• DATA FOR THIS EXERCISE:
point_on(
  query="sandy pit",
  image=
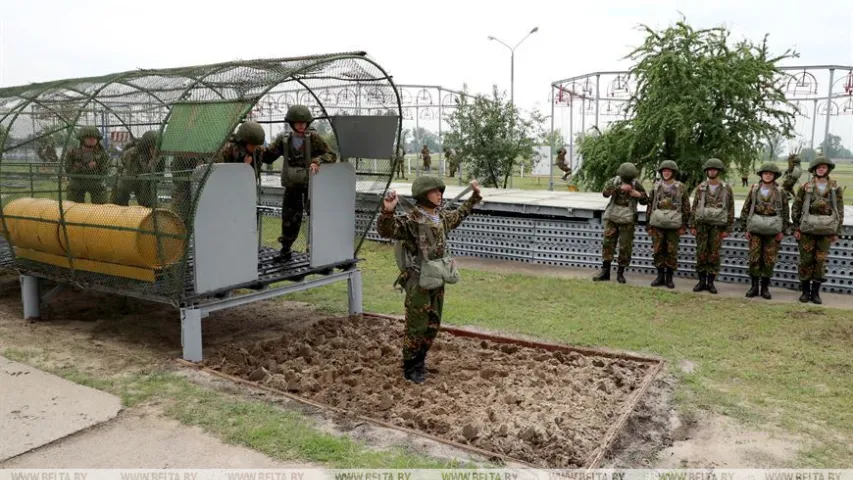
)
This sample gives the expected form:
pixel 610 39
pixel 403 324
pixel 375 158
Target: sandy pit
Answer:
pixel 549 409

• WHAT YOU ARE ASKED TO DO: Copy out all of the lines above, requests included, and add 87 to each pixel coordinate in the answers. Leave the format sample's numbers unchanged, and leave the pictures out.

• CORRECT OUTPUT:
point_on(
  query="sandy pit",
  image=
)
This sample gives the expected form:
pixel 610 39
pixel 403 324
pixel 375 158
Target: sandy pit
Answer:
pixel 636 496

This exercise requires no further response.